Bangkok is full of wonderful attractions, but we’ve found a few that might surprise you – and not always in a good way.
Here’s our brief take on weird Bangkok.
This is actually a group of small and rather grisly museums at Siriraj Hospital, full of stomach churning displays.
Siriraj’s bizarre collections include bones, preserved organs, fetuses, the mummified corpse of a notorious serial killer, a traditional Thai medicine shop, parasitic worms, a gigantic scrotum removed from a man with elephantiasis, sections of human skin with tattoos, poisonous snakes and tarantulas, rows of skulls, the standing wax-filled remains of a cannibal, a delicately dissected nervous system, and the skeleton of the museum’s founder.
One of the most famous exhibits is the mummified body of Uey Sae-Ung, a Chinese born serial killer who in the 1950s murdered a number of children and ate their body parts.
He was executed by firing squad and the bullet holes are still visible on his wax coated body.
Medical Museum, 2 Wanglang Road, Bangkok Noi district (almost directly opposite the Grand Palace). Open Monday-Saturday 9am-4pm.
There is a riverboat pier right in front of the hospital so you can get there by cross river ferry or the Chao Phraya Express Boat service.
Hidden away in the heart of weird Bangkok is this unusual shrine filled with stone and wooden phalluses (penises) of all shapes and sizes.
It’s believed that a visit to the shrine can make a woman more fertile as the shrine is dedicated to the female fertility spirit Chao Mae Tubtim.

Required tasks:
1. Print the article on weird Bangkok from "He was executed" to "Express Boat service.".
2. Write the next part of the article on weird Bangkok, starting after its last sentence.

Provided material:
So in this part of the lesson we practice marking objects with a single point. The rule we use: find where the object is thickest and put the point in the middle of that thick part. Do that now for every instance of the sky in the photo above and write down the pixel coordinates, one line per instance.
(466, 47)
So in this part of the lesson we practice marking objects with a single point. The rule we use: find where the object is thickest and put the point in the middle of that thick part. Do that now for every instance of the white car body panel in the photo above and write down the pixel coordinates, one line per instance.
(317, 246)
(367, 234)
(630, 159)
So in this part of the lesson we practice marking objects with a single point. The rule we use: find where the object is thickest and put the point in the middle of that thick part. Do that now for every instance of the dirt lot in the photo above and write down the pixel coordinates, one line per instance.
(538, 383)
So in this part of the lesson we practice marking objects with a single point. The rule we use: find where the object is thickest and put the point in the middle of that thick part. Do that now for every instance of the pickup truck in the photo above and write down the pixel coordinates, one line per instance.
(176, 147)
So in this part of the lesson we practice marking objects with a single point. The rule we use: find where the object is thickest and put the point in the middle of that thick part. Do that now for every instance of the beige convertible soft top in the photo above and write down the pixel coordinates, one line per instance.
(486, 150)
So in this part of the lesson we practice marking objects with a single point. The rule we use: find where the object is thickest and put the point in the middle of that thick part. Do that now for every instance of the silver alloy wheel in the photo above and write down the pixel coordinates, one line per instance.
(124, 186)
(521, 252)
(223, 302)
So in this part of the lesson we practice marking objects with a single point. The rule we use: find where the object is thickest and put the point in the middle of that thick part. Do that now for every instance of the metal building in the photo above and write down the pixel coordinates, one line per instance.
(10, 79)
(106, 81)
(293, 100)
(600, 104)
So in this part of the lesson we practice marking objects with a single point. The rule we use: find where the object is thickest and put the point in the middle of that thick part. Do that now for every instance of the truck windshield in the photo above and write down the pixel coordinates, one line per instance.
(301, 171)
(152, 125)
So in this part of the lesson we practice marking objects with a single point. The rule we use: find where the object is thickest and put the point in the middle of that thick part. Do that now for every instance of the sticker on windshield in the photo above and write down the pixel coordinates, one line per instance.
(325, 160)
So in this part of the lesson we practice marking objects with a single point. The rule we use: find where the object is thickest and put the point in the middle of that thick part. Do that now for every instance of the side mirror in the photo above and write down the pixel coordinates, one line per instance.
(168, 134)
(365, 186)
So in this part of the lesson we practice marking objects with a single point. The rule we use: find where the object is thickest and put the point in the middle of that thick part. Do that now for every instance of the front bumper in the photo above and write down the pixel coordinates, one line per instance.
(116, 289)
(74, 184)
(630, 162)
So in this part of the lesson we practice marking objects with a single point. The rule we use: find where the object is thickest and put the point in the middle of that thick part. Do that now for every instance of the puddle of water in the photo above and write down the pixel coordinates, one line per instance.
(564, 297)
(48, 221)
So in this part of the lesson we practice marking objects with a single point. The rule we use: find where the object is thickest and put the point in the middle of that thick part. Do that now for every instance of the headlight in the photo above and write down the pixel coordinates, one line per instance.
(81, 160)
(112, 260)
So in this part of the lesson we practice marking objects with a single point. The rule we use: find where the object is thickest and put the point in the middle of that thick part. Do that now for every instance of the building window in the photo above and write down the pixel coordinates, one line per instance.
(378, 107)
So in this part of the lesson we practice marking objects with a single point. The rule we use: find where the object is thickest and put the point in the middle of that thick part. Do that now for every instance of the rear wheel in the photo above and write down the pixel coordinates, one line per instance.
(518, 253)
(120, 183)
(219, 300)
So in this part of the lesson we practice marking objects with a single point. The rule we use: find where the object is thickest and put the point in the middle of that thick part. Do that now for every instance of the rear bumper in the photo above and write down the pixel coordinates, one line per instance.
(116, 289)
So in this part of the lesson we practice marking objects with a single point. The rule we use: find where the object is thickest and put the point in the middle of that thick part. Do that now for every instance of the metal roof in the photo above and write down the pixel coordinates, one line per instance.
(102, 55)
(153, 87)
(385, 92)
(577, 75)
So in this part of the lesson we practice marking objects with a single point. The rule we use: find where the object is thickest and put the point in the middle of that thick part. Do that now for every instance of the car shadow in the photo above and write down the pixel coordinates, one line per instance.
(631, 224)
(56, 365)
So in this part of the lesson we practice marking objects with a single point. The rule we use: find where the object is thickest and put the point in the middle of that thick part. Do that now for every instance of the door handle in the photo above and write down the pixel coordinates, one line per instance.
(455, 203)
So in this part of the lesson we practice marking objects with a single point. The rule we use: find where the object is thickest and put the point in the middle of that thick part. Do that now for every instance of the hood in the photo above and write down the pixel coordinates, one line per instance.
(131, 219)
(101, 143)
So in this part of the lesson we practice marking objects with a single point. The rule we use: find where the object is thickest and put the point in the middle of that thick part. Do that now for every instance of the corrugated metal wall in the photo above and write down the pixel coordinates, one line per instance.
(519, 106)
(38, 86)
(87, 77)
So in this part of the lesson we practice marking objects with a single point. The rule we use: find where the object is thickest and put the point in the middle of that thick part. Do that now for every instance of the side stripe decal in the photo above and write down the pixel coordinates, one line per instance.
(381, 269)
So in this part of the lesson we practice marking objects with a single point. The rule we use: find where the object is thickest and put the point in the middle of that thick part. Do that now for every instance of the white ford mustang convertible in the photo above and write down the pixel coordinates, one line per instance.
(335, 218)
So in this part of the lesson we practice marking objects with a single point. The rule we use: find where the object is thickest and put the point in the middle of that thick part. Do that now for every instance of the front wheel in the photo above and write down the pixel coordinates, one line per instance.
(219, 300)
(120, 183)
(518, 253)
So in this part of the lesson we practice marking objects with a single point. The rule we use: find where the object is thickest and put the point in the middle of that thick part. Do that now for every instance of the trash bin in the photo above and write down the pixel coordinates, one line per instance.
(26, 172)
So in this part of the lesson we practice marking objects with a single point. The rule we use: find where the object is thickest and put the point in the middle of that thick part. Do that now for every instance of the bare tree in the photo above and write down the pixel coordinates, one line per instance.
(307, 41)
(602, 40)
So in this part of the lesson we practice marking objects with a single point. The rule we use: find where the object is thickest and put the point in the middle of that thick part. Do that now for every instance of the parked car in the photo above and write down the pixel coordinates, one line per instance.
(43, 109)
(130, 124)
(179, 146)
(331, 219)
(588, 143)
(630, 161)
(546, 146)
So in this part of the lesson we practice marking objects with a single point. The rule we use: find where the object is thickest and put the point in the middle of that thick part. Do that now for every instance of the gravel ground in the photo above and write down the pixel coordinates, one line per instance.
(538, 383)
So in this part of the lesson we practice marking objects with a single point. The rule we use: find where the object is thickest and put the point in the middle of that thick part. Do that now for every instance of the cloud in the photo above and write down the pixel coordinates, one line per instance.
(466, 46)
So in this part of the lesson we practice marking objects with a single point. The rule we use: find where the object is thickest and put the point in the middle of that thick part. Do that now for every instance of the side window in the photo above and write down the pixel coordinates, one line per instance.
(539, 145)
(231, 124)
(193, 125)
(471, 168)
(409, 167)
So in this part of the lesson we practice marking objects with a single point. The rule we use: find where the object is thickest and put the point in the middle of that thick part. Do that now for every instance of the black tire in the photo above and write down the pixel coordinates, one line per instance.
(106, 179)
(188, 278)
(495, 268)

Results for each task:
1.
He was executed by firing squad and the bullet holes are still visible on his wax coated body.
Medical Museum, 2 Wanglang Road, Bangkok Noi district (almost directly opposite the Grand Palace). Open Monday-Saturday 9am-4pm.
There is a riverboat pier right in front of the hospital so you can get there by cross river ferry or the Chao Phraya Express Boat service.

2.
Located close to Klong Saen Saeb, in the grounds of the Nai Lert Park Heritage Home, 4 Soi Somkid,
Ploenchit Road, Bangkok. Open Thursdays and Fridays.
A scary look at Thai prisons and prisoners through history. You wouldn’t want to spend time behind these bars.
Formerly Klong Prem Prison, the museum is all that is left of one wing. The remainder was knocked down and converted into a public park on 1999.
There are three main exhibit areas covering the life and treatment of inmates. Some very graphic displays of torture and execution are not for the fainthearted.
Open 9am-4pm Monday to Friday. Closed at weekends and public holidays.
Human Body Museum
This surprisingly not really creepy museum is actually a teaching tool used at the Chulalongkorn University Medical School.
The exhibition is made up of 14 dissected bodies from Japan, showing body interiors and dissections.
Displayed in modern, antiseptic style its pretty fascinating once you get into it, and not as macabre as you might think.
9th floor, Faculty of Dentistry, Chulalongkorn University, Henri Dunan Road, Bangkok.